"""

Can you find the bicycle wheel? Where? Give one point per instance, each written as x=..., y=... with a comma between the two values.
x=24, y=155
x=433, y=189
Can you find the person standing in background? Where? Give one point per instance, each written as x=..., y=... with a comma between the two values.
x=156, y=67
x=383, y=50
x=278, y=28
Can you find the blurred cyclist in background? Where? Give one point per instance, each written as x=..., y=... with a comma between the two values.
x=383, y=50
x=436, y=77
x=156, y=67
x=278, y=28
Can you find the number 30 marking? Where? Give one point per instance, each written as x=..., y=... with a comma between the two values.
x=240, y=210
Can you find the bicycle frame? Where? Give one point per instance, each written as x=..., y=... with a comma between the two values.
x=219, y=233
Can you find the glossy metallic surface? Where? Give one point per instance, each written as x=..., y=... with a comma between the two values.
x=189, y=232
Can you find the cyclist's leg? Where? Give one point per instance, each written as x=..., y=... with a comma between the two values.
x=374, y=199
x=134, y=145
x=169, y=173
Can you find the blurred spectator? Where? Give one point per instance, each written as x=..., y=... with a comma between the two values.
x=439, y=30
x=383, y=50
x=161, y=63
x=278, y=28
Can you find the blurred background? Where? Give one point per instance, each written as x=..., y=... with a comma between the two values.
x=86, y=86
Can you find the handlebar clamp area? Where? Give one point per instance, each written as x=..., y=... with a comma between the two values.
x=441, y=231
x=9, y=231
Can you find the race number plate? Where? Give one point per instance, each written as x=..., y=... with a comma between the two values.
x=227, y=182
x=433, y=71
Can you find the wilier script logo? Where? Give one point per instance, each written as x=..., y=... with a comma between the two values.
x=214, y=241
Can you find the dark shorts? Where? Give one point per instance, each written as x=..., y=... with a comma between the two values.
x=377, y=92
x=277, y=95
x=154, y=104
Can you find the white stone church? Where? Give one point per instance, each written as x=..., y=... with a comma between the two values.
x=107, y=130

"""
"""

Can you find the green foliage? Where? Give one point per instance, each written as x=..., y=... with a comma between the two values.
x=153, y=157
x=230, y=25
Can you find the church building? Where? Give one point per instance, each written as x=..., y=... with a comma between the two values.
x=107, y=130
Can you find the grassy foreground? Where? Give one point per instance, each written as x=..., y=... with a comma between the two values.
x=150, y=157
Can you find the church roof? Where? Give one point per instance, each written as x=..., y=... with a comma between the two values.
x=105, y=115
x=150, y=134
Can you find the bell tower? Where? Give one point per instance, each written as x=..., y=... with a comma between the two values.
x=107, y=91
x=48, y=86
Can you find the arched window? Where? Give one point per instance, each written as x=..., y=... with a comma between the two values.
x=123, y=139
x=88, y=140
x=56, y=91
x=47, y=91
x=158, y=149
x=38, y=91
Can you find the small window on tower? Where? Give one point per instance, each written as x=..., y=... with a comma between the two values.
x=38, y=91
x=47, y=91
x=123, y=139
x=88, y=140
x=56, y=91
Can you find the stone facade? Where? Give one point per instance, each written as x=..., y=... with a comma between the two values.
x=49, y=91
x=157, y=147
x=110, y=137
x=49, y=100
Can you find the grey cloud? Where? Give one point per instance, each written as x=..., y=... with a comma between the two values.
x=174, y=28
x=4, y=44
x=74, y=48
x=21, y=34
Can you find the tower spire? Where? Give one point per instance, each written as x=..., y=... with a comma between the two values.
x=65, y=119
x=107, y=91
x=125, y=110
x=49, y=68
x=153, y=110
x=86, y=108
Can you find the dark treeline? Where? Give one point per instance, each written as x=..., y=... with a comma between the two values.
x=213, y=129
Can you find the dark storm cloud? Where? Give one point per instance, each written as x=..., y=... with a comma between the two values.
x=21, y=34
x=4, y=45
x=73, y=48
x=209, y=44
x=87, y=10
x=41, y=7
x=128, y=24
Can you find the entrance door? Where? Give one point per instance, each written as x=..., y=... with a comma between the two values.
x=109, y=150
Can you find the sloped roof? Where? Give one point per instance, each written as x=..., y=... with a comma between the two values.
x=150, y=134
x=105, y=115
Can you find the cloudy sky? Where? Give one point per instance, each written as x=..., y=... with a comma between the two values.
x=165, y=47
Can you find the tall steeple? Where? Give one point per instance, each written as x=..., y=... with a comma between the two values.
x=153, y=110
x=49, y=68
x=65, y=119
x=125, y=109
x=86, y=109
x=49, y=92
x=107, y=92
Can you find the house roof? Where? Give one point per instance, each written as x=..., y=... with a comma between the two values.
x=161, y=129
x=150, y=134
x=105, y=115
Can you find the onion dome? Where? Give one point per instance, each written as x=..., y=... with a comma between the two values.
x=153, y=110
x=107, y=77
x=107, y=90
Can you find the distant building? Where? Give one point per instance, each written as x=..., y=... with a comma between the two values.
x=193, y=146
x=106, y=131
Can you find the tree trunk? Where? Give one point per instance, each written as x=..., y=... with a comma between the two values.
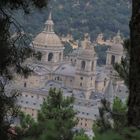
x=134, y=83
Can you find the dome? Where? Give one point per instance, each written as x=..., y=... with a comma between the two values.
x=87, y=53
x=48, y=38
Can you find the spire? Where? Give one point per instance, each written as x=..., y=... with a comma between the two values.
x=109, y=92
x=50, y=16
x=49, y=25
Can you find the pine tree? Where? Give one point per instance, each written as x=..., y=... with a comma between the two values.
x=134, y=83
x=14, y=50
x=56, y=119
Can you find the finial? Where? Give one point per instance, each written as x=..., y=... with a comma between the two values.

"""
"""

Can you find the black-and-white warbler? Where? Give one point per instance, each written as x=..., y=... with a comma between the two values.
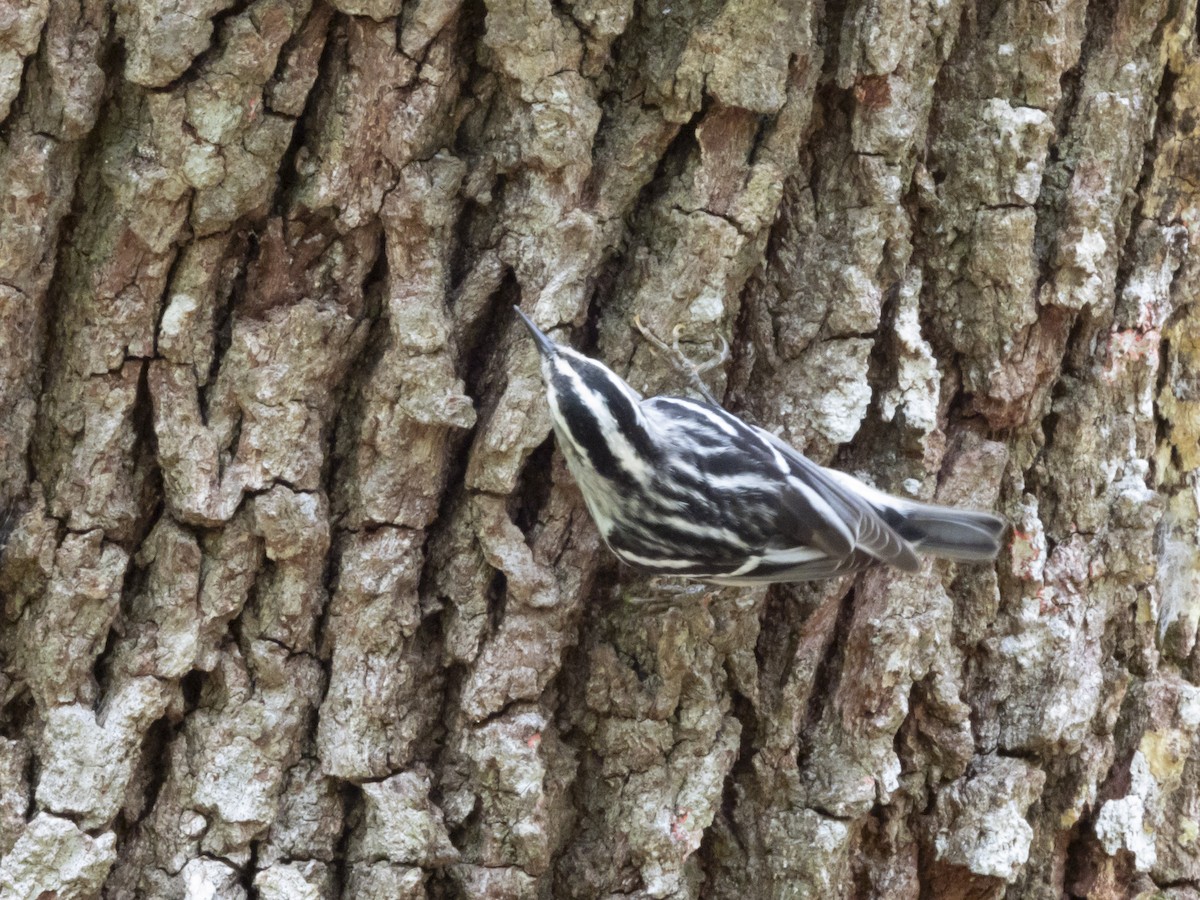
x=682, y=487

"""

Could you transcribe exactly the entries above, but only the lines from the one with "Can you find the entrance" through the one with "Can you find the finial?", and without pictures?

Can you find the entrance door? Where? Give one point per instance, each written as x=..., y=... with a comma between the two values.
x=109, y=150
Can you find the sloped roof? Where? Give one point per instance, each written as x=..., y=... with a comma between the two values.
x=150, y=134
x=105, y=115
Can you find the cloudy sky? Where? Give one point per instance, each written as x=..., y=... with a comma between the two values.
x=165, y=47
Can you find the tall steeple? Where? Give one point per instance, each written as x=..., y=... with a comma between the two values.
x=153, y=110
x=49, y=68
x=65, y=119
x=125, y=109
x=86, y=109
x=49, y=92
x=107, y=92
Can you find the house roof? Where? Give one point per instance, each written as x=..., y=... with a comma between the two values.
x=161, y=129
x=150, y=134
x=105, y=115
Can you find the onion dome? Where? Give one point per instance, each written as x=..., y=... with a comma between the two values.
x=153, y=110
x=107, y=77
x=107, y=90
Can you find the distant building? Where? Give one point per instance, each written as x=..., y=... with a comma between the two values.
x=193, y=146
x=106, y=131
Can you find the tree trunk? Where? Give one point per instance, each written as x=..., y=... with a comma between the two values.
x=134, y=83
Can you find the dome? Where? Give one point per instance, each written as x=..., y=... with a comma between the two values.
x=87, y=53
x=48, y=38
Can you find the spire? Where? Give one point per instance, each written as x=..., y=... with a comma between the two values.
x=109, y=92
x=50, y=16
x=49, y=25
Can you find the pine tree? Where? Give one point per instance, each written as x=..., y=... with a comma between the two values.
x=134, y=83
x=14, y=50
x=56, y=119
Can you find the finial? Where? Give one point per instance, each written as x=..., y=... with a comma between the two values.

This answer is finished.